# Stated exercise
Can you give the stretch of the listing from the line containing "Segment every instance of the gabled" through the end of the listing again, with "simplified polygon" switched to "reduced polygon" and everything else unchanged? Leave the pictures out.

------------------------

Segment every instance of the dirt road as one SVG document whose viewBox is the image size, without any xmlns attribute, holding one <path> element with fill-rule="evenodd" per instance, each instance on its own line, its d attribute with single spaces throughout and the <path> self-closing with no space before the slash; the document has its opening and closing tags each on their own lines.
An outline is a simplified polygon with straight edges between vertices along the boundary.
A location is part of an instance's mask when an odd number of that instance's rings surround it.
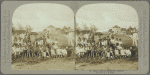
<svg viewBox="0 0 150 75">
<path fill-rule="evenodd" d="M 138 70 L 137 61 L 111 60 L 105 63 L 78 63 L 64 58 L 49 59 L 40 63 L 15 63 L 13 70 Z"/>
<path fill-rule="evenodd" d="M 49 59 L 37 64 L 15 63 L 12 70 L 74 70 L 74 60 L 64 58 Z"/>
<path fill-rule="evenodd" d="M 77 70 L 138 70 L 137 61 L 111 60 L 105 63 L 78 63 Z"/>
</svg>

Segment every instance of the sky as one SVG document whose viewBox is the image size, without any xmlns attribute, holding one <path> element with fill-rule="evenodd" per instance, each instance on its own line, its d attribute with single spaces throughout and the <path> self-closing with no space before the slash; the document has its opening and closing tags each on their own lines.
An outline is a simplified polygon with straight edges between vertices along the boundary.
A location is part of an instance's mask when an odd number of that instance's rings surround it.
<svg viewBox="0 0 150 75">
<path fill-rule="evenodd" d="M 65 5 L 50 3 L 33 3 L 19 6 L 13 13 L 12 23 L 25 27 L 30 25 L 33 31 L 42 31 L 49 25 L 74 29 L 74 13 Z"/>
<path fill-rule="evenodd" d="M 124 4 L 101 3 L 81 7 L 76 14 L 76 22 L 90 27 L 94 24 L 99 32 L 108 31 L 115 25 L 122 28 L 138 29 L 138 14 L 134 8 Z"/>
</svg>

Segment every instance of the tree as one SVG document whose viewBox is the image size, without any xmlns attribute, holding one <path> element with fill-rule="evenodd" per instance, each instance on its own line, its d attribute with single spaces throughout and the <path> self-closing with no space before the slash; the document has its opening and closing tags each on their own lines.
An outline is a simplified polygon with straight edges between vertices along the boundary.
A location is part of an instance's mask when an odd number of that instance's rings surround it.
<svg viewBox="0 0 150 75">
<path fill-rule="evenodd" d="M 16 31 L 16 28 L 14 27 L 14 24 L 12 23 L 12 34 L 14 34 Z"/>
<path fill-rule="evenodd" d="M 20 23 L 18 23 L 18 28 L 19 28 L 19 30 L 24 30 L 24 28 L 22 27 L 22 25 Z"/>
<path fill-rule="evenodd" d="M 26 27 L 25 27 L 26 32 L 31 32 L 32 30 L 33 30 L 33 28 L 30 25 L 26 25 Z"/>
<path fill-rule="evenodd" d="M 89 27 L 87 26 L 86 23 L 83 23 L 83 22 L 82 22 L 82 27 L 83 27 L 84 30 L 89 30 Z"/>
<path fill-rule="evenodd" d="M 91 32 L 96 32 L 98 28 L 94 24 L 91 24 L 90 30 Z"/>
<path fill-rule="evenodd" d="M 76 23 L 75 27 L 76 27 L 76 34 L 77 34 L 77 35 L 80 34 L 81 28 L 79 27 L 79 24 Z"/>
</svg>

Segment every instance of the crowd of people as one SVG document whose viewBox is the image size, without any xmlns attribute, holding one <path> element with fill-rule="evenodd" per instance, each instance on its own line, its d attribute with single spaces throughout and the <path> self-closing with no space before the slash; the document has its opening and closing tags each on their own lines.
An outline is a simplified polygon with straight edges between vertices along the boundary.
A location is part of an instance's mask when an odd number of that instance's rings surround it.
<svg viewBox="0 0 150 75">
<path fill-rule="evenodd" d="M 76 55 L 84 56 L 99 56 L 101 58 L 126 58 L 131 56 L 132 47 L 123 47 L 121 38 L 114 36 L 106 36 L 94 40 L 94 35 L 85 34 L 77 39 Z"/>
<path fill-rule="evenodd" d="M 16 60 L 22 57 L 66 57 L 67 47 L 58 46 L 57 39 L 52 41 L 48 36 L 35 38 L 31 42 L 30 35 L 25 35 L 25 38 L 14 37 L 12 44 L 12 60 Z"/>
</svg>

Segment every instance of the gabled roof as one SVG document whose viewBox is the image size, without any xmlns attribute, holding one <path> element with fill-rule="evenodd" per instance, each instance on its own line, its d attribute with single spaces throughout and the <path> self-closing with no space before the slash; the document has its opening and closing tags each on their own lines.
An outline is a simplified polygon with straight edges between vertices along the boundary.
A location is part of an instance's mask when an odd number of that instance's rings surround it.
<svg viewBox="0 0 150 75">
<path fill-rule="evenodd" d="M 121 28 L 121 31 L 127 31 L 127 29 L 126 28 Z"/>
<path fill-rule="evenodd" d="M 53 25 L 49 25 L 47 28 L 55 28 Z"/>
<path fill-rule="evenodd" d="M 113 28 L 120 28 L 118 25 L 115 25 Z"/>
</svg>

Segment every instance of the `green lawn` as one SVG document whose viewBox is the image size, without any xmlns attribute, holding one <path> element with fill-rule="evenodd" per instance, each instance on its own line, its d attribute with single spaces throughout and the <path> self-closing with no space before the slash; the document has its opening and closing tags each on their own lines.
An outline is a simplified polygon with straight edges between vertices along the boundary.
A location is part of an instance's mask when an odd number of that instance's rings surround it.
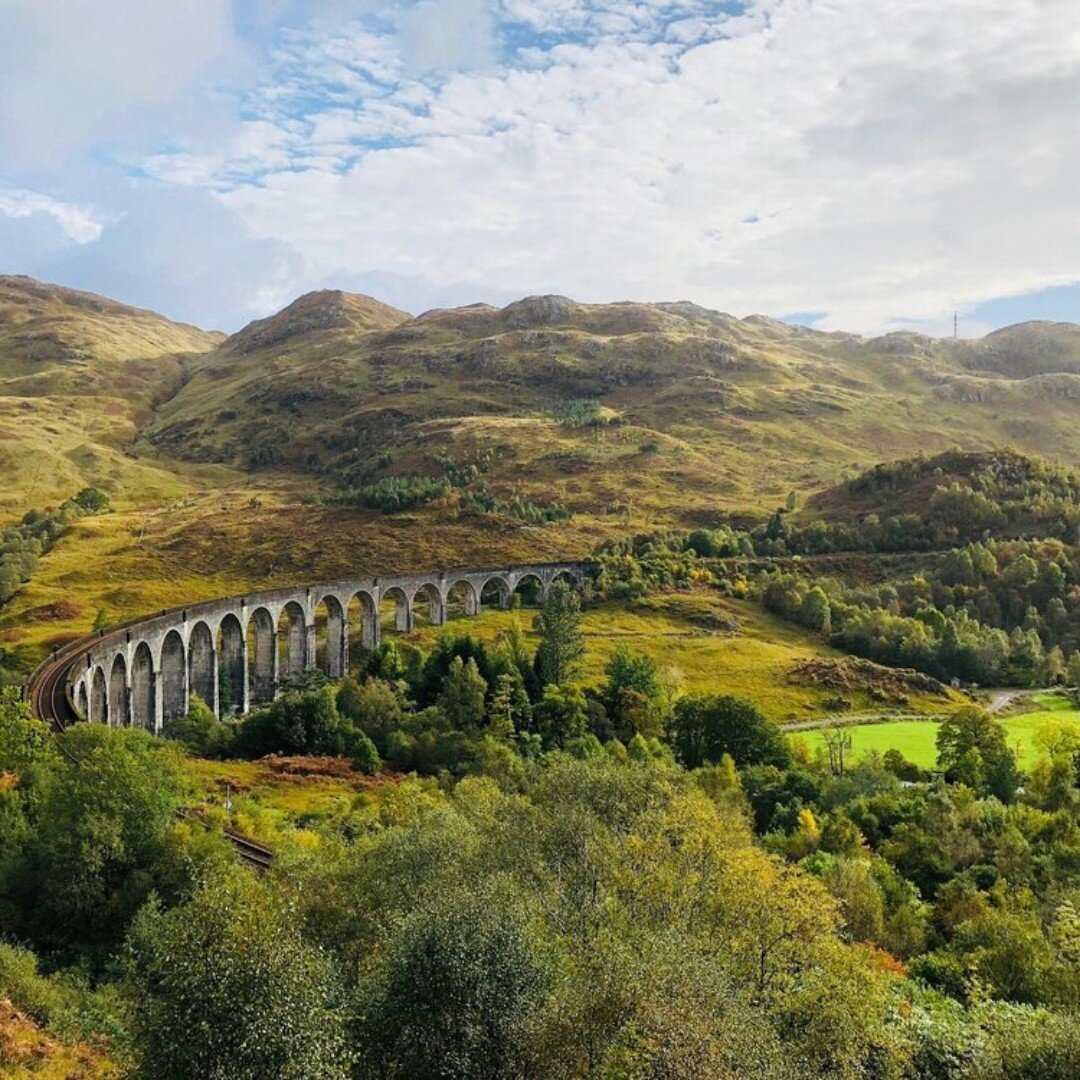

------------------------

# Complete output
Segment every instance of the gabled roof as one SVG document whose viewBox is the image size, without any xmlns attribute, holding one <path> element with fill-rule="evenodd" per instance, each instance on its own line, its d attribute with single spaces throughout and the <path> self-closing with no space before the slash; the document has its opening and closing tags each on their own lines.
An outline is a reduced polygon with straight edges between vertices along the boundary.
A location is part of an instance's mask when an odd number of that instance's rings surround it.
<svg viewBox="0 0 150 75">
<path fill-rule="evenodd" d="M 121 28 L 121 31 L 127 31 L 127 29 L 126 28 Z"/>
<path fill-rule="evenodd" d="M 53 25 L 49 25 L 47 28 L 55 28 Z"/>
<path fill-rule="evenodd" d="M 113 28 L 120 28 L 118 25 L 115 25 Z"/>
</svg>

Segment every instance of the `green lawn` as one SVG document whose viewBox is the image size, without any xmlns attribute, holding one <path> element with fill-rule="evenodd" per instance, each instance on its own line, its d attribute with single spaces throughout and the <path> self-closing with no space before the slash; the document has its opening and closing tags each on their own lines.
An outline is a reduced polygon with straight edges between vertices along the boundary.
A location is part of an instance's mask when an odd number of that instance's rings surround it.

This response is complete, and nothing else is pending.